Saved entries
——

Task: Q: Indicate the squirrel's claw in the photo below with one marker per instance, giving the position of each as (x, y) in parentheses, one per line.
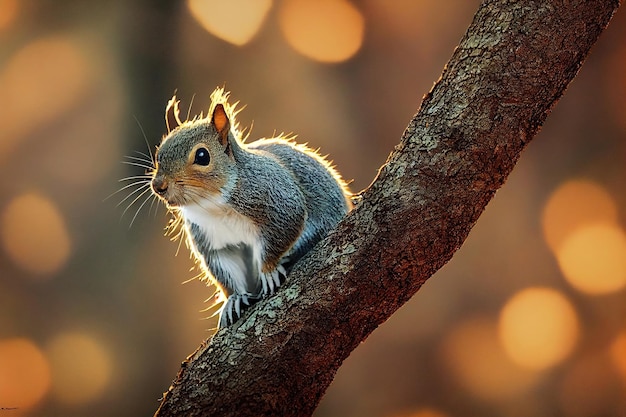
(234, 307)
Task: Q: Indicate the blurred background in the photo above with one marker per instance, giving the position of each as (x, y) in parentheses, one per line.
(528, 319)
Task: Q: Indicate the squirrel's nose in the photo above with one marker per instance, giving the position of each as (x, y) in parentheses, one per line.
(159, 185)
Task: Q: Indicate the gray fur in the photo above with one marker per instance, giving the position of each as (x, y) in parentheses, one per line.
(285, 194)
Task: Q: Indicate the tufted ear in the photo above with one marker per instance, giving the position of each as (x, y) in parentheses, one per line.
(172, 114)
(222, 125)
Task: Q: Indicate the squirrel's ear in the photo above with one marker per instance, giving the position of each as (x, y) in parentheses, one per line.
(172, 114)
(221, 123)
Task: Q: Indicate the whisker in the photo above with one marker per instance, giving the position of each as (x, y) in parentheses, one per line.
(147, 190)
(142, 160)
(144, 178)
(145, 156)
(136, 183)
(137, 164)
(190, 105)
(145, 138)
(144, 187)
(139, 209)
(154, 198)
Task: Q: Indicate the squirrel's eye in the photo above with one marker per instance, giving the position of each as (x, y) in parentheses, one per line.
(202, 157)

——

→ INSTRUCTIONS TO FOLLOW
Pictures stay out; the records above are otherwise reproduced exactly.

→ REPLY
Task: Q: Indicate the squirrel's claw in the photo below with one marker per instance, giving the position of each as (x, y) in parentheses, one per line.
(234, 307)
Task: Q: Indicate the blurred background in the photo above with one marker per instance, giving the position of each as (x, y) in parentheses, one per line.
(528, 319)
Task: Q: Indicate the squirrel's nose in the photo above with one marker per instance, giving the position of each as (x, y) in parentheses, one per line.
(159, 185)
Task: Q: Indicate the gray fur in the photo above with one marker per instance, giving the position of each as (x, y) in parentheses, one per line.
(285, 194)
Task: Q: Indicate the tufted ear in the photo above with one marker per instance, giving the position of each as (x, y) in parentheses, one per line.
(172, 114)
(222, 125)
Task: Q: Indicate the squirrel's ear in the photo above with one marker per instance, giving the position of each as (x, y) in parentheses, one per line.
(172, 114)
(221, 123)
Task: Q: Indicate the whisker in the photo above with one marker per instance, giving the position of each as (x, y) in parentheses, one per line.
(147, 190)
(142, 160)
(144, 178)
(145, 156)
(136, 183)
(137, 164)
(190, 105)
(145, 138)
(144, 187)
(139, 209)
(154, 198)
Task: Q: Indicate the squirrel's eye in the photo above with one marker per instance, giving the position of each as (x, y) in parentheses, one per line.
(202, 157)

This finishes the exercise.